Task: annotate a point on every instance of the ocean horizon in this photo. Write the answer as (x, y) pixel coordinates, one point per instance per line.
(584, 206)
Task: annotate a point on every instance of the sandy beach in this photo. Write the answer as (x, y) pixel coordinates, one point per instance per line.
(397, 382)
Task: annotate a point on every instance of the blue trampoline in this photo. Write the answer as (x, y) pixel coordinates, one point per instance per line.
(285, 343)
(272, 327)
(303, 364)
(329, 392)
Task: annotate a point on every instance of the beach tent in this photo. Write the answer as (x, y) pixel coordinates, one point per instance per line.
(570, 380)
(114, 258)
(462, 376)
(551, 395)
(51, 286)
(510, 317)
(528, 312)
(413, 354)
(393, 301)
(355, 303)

Stated problem: Copy every entry above word for word, keeping each line as it appears.

Output for this exercise:
Task: annotate a point on every instance of the ocean horizon in this photo. Write the answer as (x, y) pixel coordinates, one point per instance per line.
(584, 206)
Task: annotate a point on every instance of the sandy beach in this photo. Write the answer as (x, y) pixel coordinates, one point per instance per line.
(397, 382)
Task: annotate a point on every instance of the blue trampoline in this photo. Write the answer as (x, y) pixel coordinates, one point per instance per line.
(285, 343)
(272, 327)
(303, 364)
(329, 392)
Task: annotate a point on every instance of the beach tent in this photo. Write the answer as (x, y) pixel coordinates, one point per instance per line.
(570, 380)
(114, 258)
(462, 376)
(551, 395)
(51, 286)
(510, 317)
(528, 312)
(413, 354)
(393, 301)
(355, 303)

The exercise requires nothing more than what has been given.